## CHALLENGE A
Answer these questions from the post about leaving the church, one line each:
(i) Roughly how old was the youngest son when the writer baptized him?
(ii) After fully deconverting, apart from the group, whom does the writer mention as company in not feeling alone?
(iii) According to the writer, what do Christians wrongly act like deconverting was, or was caused by?
## CHALLENGE B
Repeat the passage of the post about leaving the church between "At the same" and "if they knew.", inclusive.
## CHALLENGE C
Continue the post about leaving the church from the point where it stops.

## PROVIDED PASSAGE
╔══

That is a great subject to bring up. I have felt that some. I was actually the one to baptize my youngest son. And I mean, for both of us that was a big moment. I had been preaching all his life at that time. He was roughly 10. It was a year or two after that, that I left the church from issues I couldn't resolve about the Bible. 

 

When I first fully deconverted he and my daughter started going to church with my wife. So at that time, yeah I kinda did feel like shit about it. For one I felt alone, other than my oldest son and this group. But also like you said I had to reflect on years! indoctrinating my own children. And now I was seeing it was all a lie. I had possibly locked my kids in a life of fundamentalism. But the the only thing I could do was just keep telling the truth and not deny who I had become. Just talking about the why's and the conclusions that I had come to concerning religion. So thats what I've done. My youngest son is now deconverted. 

 

At the same time I can see from say my wife's point of view. To her its like I'm dragging my kids to hell with me. And I absolutely hate that. Because I know how it feels from that side too! Thats why I get so damn pissed off when Christians act like deconverting was a choice, or that its because I want to sin. Its absolutely NOT! I just truthfully saw the lies. It really is a book full of lies. I can't base my life on Lies. The sad thing about it is they wouldn't either if they knew.

╚══

## INFORMATION SUPPLIED

╔══

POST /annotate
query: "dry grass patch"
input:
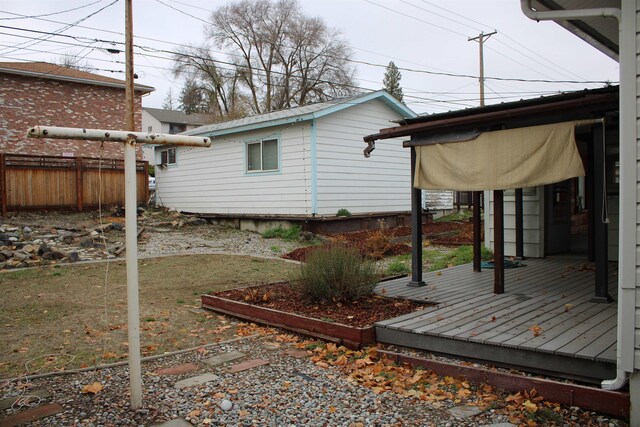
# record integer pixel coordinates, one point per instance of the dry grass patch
(72, 316)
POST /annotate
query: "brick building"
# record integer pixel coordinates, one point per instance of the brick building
(39, 93)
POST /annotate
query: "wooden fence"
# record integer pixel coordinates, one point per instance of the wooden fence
(47, 182)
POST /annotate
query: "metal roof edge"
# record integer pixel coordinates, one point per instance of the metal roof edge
(253, 126)
(138, 87)
(392, 102)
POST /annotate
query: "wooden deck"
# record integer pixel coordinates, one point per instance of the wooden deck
(576, 339)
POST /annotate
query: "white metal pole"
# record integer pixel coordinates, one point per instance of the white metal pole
(131, 235)
(133, 302)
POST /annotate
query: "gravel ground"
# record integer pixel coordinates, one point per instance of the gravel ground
(210, 239)
(287, 392)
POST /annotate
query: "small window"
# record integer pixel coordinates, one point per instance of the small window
(176, 128)
(262, 156)
(168, 156)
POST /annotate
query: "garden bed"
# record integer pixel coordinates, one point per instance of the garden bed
(280, 305)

╚══

## OUTPUT A
(i) Roughly 10.
(ii) The writer's oldest son.
(iii) A choice, or the result of wanting to sin.

## OUTPUT B
At the same time I can see from say my wife's point of view. To her its like I'm dragging my kids to hell with me. And I absolutely hate that. Because I know how it feels from that side too! Thats why I get so damn pissed off when Christians act like deconverting was a choice, or that its because I want to sin. Its absolutely NOT! I just truthfully saw the lies. It really is a book full of lies. I can't base my life on Lies. The sad thing about it is they wouldn't either if they knew.

## OUTPUT C
 

How am I different? Sure I drink now and curse. But I dont steal, I work and take care of my family, I don't intend on killing anyone LOL, I try to treat everyone with respect, maybe more so. Now that I try to look at things from others points of view, rather than my own narrow religious view. I try to help people when I can.

 

 I mean I feel like I'm a pretty decent guy overall. 

 

Sorry went on a rabbit trail there. I blame it on the A.D.D. 😃  

 

But yeah I feel ya. It sucks. But just be glad they stuck with you till you saw it too. They obviously really love ya. And thats what counts. Be happy that yall are all on the same page now. Because believe me! it sucks when it doesn't work out that way. I'm in the process of divorce now. And deconverting isn't the ONLY reason. But it is probably the biggest. And us divorcing is going to be COMPLETELY a surprise to my family. They have NO idea.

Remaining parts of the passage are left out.